• Excerpt provided

- - - - - - -

Encoding Categorical Variables: Simple Guide with Examples for Beginners
Machine Learning models can only understand numbers, not text.
So whenever your dataset contains categories like:
Gender: Male, Female
City: Delhi, Mumbai, Chennai
Color: Red, Blue, Green
Education: Graduate, Post-Graduate
…you must convert them into numeric values.
This process is called Encoding Categorical Variables.
What Are Categorical Variables?
Categorical variables contain text labels instead of numbers.
Types of Categorical Data
Nominal (No order)
Examples: Gender, City, ColorOrdinal (Has order)
Examples:Low < Medium < High
Education: High School < Graduate < Postgraduate
Why Do We Need Encoding?
Because ML models cannot process text.
They only work with numerical representations.

- - - - - - -

Part of a data file
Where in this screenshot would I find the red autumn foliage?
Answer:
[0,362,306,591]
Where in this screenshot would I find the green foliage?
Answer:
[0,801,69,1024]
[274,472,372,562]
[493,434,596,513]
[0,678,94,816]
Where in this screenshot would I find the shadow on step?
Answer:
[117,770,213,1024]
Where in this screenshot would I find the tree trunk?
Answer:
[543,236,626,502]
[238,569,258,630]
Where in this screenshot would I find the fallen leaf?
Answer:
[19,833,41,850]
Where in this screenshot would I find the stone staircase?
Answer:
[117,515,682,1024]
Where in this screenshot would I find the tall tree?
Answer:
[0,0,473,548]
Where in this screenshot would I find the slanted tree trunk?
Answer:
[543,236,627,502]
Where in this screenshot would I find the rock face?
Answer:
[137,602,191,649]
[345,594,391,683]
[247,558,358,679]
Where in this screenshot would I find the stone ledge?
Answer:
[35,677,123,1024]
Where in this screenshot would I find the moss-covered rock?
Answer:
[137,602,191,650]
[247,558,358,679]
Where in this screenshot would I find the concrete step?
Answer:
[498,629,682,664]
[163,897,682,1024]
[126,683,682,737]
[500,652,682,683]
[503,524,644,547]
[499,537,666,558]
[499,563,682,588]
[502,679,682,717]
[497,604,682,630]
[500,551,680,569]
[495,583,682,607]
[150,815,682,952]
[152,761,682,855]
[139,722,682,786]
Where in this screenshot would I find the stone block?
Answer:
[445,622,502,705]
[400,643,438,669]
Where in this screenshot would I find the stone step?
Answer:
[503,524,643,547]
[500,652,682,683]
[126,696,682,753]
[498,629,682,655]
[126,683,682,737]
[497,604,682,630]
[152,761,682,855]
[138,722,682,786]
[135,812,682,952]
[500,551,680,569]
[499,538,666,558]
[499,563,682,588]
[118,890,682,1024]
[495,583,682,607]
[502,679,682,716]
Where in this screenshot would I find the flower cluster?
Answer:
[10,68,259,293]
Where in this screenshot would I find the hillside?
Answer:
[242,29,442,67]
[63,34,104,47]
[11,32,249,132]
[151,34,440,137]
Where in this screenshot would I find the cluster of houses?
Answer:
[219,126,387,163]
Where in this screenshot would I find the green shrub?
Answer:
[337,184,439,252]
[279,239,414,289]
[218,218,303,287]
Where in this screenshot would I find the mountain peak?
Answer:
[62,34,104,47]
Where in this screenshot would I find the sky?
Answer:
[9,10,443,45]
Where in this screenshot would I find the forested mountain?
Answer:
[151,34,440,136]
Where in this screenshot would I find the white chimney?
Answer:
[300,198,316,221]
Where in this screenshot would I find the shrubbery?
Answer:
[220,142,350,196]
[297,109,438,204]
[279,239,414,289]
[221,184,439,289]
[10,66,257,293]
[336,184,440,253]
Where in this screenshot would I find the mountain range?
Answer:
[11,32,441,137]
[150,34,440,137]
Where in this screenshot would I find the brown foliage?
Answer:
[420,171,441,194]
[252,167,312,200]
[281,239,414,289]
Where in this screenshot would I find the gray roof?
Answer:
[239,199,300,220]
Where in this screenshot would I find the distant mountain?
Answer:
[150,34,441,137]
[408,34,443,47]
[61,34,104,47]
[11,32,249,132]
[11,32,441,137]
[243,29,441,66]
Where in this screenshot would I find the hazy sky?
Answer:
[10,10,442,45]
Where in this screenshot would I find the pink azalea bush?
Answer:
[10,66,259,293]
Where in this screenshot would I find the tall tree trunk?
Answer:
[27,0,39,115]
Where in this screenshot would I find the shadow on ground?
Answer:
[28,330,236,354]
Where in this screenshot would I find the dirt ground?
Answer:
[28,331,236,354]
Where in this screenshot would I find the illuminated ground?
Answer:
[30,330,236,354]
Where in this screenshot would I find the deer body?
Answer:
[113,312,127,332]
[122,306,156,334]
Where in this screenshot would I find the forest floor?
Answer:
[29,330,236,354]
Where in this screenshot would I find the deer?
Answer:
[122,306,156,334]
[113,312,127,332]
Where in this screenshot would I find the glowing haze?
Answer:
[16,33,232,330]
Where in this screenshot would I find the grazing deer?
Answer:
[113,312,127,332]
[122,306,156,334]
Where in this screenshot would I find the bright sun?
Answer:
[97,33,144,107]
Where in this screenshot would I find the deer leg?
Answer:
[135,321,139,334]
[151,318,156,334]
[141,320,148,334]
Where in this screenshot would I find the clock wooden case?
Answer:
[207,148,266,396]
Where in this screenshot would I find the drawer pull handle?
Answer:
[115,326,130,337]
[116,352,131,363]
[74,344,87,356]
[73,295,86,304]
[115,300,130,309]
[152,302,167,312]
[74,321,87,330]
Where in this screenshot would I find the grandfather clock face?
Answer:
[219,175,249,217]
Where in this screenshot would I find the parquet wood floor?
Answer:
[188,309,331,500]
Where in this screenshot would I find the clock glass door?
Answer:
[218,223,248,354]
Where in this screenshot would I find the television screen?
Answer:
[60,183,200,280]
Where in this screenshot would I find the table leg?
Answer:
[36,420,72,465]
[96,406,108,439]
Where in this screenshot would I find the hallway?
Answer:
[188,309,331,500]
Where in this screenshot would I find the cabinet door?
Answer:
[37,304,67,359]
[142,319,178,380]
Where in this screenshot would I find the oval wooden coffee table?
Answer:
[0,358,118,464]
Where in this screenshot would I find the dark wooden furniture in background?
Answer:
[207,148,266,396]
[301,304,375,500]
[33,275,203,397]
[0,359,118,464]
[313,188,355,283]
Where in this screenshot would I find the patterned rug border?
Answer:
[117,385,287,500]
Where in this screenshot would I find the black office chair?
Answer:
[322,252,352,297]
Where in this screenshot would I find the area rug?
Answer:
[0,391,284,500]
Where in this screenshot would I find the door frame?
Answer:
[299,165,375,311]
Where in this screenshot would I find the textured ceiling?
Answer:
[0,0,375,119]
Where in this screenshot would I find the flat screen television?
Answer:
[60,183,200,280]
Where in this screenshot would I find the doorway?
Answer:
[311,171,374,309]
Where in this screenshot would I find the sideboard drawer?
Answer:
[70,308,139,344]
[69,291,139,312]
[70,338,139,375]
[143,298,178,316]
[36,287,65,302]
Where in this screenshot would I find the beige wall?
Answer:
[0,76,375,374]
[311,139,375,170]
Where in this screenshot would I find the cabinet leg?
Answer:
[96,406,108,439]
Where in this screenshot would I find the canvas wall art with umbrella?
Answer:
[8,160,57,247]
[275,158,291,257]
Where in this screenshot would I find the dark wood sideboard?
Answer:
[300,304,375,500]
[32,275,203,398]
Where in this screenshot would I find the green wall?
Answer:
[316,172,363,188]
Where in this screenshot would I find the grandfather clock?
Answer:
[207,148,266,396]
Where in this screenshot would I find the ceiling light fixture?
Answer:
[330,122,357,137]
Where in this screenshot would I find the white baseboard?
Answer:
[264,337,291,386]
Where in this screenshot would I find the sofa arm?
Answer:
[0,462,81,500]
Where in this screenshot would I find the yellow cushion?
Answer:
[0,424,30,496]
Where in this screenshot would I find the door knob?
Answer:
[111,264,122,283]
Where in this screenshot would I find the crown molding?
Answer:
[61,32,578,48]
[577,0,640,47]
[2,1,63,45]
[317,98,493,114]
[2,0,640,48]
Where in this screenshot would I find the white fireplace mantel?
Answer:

- - - - - - -

• What to do
Carry on the beginner's guide to encoding categorical variables, picking up right after its final sentence.

• Response
Encoding helps:
Convert text to numbers
Make data usable for ML algorithms
Improve accuracy
Avoid errors during model training
Types of Encoding Techniques
We will cover:
Label Encoding
One-Hot Encoding
Ordinal Encoding
Target Encoding (advanced)
Binary Encoding (advanced)
Let’s explain each in very simple terms.
Label Encoding
Label Encoding replaces categories with numbers.
Example:
| Gender | Encoded |
|---|---|
| Male | 1 |
| Female | 0 |
Python Code:
from sklearn.preprocessing import LabelEncoder
le = LabelEncoder()
df["Gender"] = le.fit_transform(df["Gender"])
When to Use?
For binary categories (Yes/No, Male/Female)
For decision-tree based models (Random Forest, XGBoost)
Do NOT use for:
Nominal data with many categories
(City → 1, 2, 3 creates artificial order)
One-Hot Encoding
One-Hot Encoding creates separate columns for each category.
Example:
Color: Red, Blue, Green
| Color | Red | Blue | Green |
|---|---|---|---|
| Red | 1 | 0 | 0 |
| Blue | 0 | 1 | 0 |
Python Code (Pandas):
one_hot = pd.get_dummies(df["Color"])
Scikit-learn:
from sklearn.preprocessing import OneHotEncoder
encoder = OneHotEncoder()
encoded = encoder.fit_transform(df[["Color"]]).toarray()
When to Use?
For nominal categories (no order)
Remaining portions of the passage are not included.